====== Listed entries ======

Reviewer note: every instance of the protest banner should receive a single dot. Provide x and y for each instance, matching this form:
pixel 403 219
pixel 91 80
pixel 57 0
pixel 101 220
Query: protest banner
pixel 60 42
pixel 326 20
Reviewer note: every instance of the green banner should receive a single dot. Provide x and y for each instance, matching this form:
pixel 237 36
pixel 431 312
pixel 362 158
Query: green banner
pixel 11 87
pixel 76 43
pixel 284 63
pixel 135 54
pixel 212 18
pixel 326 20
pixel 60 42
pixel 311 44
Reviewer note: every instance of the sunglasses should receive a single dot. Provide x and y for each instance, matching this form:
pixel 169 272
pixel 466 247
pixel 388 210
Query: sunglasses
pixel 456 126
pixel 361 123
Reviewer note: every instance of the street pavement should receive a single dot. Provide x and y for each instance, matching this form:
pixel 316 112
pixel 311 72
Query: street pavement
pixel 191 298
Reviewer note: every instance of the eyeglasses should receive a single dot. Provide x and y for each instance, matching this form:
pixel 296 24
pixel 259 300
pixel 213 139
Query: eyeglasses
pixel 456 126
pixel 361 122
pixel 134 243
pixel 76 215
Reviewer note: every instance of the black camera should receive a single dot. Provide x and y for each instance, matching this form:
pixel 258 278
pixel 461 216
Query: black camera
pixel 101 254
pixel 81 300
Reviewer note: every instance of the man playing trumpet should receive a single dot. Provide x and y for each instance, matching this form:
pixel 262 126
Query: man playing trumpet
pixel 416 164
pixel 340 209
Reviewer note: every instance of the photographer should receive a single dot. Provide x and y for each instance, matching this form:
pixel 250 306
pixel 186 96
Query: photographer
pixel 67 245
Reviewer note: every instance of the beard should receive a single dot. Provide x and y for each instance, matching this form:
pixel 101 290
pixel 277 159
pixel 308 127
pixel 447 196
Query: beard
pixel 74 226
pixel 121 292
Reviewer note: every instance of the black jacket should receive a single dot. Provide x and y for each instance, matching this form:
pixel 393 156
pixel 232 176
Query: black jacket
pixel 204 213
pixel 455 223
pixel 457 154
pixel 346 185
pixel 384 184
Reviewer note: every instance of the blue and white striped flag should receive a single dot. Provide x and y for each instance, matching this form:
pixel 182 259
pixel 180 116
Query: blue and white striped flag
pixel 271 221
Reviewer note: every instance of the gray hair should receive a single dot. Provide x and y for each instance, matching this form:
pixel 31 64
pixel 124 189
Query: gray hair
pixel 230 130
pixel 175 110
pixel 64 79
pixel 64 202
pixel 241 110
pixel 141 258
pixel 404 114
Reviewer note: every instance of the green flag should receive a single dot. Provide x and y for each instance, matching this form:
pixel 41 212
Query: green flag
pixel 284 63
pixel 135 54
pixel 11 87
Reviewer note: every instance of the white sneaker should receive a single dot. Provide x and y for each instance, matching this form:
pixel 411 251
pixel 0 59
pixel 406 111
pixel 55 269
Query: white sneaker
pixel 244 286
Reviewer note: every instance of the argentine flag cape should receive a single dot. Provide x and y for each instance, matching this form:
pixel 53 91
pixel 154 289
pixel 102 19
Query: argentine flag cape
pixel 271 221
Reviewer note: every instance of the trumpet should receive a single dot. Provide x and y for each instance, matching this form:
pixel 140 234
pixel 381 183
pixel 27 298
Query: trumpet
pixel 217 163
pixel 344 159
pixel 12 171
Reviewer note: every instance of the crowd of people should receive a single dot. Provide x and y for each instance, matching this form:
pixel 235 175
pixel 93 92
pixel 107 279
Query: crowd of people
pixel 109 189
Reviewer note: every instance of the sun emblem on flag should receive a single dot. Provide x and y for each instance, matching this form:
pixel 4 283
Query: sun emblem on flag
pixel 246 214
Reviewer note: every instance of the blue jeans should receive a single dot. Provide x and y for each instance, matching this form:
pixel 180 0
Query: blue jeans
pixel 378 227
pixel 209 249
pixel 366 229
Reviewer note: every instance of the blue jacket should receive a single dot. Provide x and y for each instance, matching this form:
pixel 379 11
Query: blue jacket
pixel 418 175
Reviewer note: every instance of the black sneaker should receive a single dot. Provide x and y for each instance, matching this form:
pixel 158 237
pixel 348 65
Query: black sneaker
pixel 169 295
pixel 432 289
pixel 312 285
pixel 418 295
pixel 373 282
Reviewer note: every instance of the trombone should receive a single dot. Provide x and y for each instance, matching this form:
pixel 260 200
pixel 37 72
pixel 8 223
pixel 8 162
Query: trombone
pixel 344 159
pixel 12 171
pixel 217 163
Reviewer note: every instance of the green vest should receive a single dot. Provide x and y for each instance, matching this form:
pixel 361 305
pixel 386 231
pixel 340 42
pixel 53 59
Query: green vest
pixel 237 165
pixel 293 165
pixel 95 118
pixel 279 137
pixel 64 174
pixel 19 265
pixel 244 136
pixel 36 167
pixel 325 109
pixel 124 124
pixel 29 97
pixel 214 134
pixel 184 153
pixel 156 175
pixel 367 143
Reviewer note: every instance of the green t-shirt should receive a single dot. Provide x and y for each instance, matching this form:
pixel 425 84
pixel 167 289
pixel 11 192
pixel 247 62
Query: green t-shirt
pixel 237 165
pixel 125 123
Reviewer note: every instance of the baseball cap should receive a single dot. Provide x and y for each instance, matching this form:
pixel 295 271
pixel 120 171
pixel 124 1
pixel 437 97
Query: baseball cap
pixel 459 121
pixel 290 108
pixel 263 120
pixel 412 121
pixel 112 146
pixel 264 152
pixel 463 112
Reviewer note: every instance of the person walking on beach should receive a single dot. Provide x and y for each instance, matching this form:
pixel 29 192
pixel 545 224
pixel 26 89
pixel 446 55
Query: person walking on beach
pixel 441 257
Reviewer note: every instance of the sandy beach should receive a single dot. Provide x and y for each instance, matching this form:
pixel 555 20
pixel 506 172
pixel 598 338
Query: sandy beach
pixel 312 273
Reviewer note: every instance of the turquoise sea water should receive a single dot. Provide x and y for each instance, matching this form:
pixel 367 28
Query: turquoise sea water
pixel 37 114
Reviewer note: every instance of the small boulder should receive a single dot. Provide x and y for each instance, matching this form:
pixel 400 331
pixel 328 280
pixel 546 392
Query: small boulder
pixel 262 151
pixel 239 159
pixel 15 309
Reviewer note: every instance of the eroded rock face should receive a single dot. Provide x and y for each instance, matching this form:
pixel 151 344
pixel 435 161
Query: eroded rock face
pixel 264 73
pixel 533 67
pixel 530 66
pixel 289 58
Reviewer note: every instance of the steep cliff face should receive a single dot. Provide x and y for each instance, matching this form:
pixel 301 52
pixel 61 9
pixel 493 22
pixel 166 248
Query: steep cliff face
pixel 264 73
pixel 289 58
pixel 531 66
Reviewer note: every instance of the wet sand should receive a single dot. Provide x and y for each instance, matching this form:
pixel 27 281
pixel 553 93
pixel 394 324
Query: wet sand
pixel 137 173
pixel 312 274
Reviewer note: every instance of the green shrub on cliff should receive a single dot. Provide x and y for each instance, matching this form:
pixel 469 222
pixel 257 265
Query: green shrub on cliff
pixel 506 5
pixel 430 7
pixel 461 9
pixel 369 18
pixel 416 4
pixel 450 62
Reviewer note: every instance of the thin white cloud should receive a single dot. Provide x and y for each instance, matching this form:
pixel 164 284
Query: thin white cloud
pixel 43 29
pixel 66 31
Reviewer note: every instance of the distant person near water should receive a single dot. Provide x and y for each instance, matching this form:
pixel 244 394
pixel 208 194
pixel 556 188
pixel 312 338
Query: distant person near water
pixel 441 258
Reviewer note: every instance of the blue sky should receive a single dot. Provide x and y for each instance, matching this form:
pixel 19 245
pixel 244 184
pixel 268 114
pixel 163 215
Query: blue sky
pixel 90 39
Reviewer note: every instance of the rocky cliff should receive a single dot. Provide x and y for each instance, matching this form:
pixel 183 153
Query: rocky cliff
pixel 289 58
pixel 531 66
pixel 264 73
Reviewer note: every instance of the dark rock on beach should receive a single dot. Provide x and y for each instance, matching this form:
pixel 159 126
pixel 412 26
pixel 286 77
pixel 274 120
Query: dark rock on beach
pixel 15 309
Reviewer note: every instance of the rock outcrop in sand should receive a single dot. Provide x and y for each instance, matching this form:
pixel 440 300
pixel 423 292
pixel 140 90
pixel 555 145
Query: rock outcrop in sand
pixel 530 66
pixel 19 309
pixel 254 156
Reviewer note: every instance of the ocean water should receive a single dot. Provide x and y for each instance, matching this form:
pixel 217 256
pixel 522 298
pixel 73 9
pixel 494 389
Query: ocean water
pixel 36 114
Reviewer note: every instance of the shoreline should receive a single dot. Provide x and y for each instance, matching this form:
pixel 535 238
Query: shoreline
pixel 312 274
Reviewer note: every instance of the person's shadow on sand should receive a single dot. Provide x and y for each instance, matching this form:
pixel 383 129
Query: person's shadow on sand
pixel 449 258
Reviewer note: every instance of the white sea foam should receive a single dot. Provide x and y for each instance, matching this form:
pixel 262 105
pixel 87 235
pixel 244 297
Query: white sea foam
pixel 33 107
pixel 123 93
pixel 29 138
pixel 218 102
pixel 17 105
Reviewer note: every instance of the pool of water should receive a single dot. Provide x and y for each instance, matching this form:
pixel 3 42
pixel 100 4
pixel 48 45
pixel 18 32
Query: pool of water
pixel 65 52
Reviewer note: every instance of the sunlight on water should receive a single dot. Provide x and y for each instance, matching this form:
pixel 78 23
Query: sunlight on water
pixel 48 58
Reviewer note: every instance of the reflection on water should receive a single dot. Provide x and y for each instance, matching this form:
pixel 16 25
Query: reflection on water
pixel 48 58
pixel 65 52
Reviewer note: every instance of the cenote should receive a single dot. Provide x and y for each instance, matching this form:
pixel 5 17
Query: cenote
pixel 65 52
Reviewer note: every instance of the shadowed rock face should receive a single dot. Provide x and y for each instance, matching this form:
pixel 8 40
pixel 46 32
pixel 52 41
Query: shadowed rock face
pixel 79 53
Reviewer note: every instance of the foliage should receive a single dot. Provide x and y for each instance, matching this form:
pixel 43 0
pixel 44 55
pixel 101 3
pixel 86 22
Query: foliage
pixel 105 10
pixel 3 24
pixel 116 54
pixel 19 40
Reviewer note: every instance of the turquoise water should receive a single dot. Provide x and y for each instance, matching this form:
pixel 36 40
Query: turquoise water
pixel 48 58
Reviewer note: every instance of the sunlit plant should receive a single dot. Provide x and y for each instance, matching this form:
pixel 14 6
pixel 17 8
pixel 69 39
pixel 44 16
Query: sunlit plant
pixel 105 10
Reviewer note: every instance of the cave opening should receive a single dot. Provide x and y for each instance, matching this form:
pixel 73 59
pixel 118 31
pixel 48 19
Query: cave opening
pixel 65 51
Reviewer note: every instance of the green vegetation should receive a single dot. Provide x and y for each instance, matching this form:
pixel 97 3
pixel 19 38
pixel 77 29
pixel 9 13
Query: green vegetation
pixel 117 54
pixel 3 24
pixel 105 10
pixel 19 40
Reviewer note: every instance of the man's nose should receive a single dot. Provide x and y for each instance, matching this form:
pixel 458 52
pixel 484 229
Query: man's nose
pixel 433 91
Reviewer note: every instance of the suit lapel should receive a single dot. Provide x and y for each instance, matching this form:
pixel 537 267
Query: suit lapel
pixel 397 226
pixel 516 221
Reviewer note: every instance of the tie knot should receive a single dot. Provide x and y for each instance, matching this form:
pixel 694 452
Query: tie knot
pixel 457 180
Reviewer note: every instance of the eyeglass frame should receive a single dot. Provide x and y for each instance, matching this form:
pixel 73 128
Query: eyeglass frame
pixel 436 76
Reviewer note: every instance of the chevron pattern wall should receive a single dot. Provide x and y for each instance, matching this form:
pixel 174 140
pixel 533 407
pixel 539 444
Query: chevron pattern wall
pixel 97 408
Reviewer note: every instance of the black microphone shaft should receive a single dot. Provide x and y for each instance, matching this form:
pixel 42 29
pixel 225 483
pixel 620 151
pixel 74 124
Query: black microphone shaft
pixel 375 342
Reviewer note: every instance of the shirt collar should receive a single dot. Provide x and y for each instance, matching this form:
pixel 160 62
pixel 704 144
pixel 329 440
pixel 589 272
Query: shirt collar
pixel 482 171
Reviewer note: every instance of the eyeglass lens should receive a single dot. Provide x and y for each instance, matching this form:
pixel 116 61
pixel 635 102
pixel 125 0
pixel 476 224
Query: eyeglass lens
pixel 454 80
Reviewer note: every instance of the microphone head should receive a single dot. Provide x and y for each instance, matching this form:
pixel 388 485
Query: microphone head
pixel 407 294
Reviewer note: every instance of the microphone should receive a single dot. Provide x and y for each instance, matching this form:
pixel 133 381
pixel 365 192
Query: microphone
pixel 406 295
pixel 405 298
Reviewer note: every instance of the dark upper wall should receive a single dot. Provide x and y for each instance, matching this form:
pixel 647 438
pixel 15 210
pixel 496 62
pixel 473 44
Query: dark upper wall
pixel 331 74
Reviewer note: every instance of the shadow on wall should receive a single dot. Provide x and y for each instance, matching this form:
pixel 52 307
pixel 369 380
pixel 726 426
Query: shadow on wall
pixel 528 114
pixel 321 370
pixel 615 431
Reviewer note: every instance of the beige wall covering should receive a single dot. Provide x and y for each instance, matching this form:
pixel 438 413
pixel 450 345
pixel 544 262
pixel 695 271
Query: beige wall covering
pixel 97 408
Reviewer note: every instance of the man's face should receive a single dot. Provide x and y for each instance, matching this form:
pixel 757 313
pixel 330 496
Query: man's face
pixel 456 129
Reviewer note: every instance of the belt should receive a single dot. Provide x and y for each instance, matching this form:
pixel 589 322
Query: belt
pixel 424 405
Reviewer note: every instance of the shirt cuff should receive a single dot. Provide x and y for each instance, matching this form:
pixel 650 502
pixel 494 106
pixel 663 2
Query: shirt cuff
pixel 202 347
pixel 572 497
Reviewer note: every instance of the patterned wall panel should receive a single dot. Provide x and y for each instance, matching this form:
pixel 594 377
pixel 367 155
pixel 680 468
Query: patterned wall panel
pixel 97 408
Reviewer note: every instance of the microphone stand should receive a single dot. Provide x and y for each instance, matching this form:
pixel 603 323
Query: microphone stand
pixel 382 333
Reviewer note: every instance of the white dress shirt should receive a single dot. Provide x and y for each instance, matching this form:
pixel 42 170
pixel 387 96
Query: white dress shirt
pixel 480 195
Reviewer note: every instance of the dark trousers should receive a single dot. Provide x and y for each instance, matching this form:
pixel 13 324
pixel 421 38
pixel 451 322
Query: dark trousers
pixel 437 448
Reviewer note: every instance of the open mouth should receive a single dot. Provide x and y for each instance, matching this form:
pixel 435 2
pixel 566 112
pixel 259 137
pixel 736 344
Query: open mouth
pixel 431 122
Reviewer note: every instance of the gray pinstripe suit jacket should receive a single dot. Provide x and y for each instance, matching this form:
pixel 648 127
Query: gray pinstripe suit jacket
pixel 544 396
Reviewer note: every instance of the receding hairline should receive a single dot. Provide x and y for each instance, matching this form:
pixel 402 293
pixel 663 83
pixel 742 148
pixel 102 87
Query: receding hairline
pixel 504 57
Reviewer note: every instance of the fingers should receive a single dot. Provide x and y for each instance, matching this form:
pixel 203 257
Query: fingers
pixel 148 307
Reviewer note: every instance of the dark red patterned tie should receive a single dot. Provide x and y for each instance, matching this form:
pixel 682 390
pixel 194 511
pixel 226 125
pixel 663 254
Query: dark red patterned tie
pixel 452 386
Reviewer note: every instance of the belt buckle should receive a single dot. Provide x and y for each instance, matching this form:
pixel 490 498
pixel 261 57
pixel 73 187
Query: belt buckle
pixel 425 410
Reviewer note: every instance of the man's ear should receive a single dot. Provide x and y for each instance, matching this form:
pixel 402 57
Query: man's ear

======

◆ What the exercise asks ◆
The response must hold only the lines above from the line with "pixel 257 265" through the line with "pixel 183 153", each copied exactly, both ends kept.

◆ Task result ◆
pixel 257 265
Query: green shrub on cliff
pixel 506 5
pixel 430 7
pixel 461 9
pixel 369 18
pixel 416 4
pixel 450 62
Reviewer note: every instance of the thin white cloud should receive a single dot. Provide x and y for each instance, matching this form:
pixel 164 284
Query: thin white cloud
pixel 43 29
pixel 66 31
Reviewer note: every instance of the distant person near water should receive a single dot. Provide x and y for each instance, matching this form:
pixel 244 394
pixel 208 194
pixel 556 188
pixel 312 338
Query: distant person near water
pixel 441 258
Reviewer note: every instance of the blue sky should receive a single dot. Provide x and y for each instance, matching this form:
pixel 19 245
pixel 244 184
pixel 268 114
pixel 163 215
Query: blue sky
pixel 90 39
Reviewer note: every instance of the rocky cliff should receive a single dot. Provide x and y for each instance, matching this form:
pixel 183 153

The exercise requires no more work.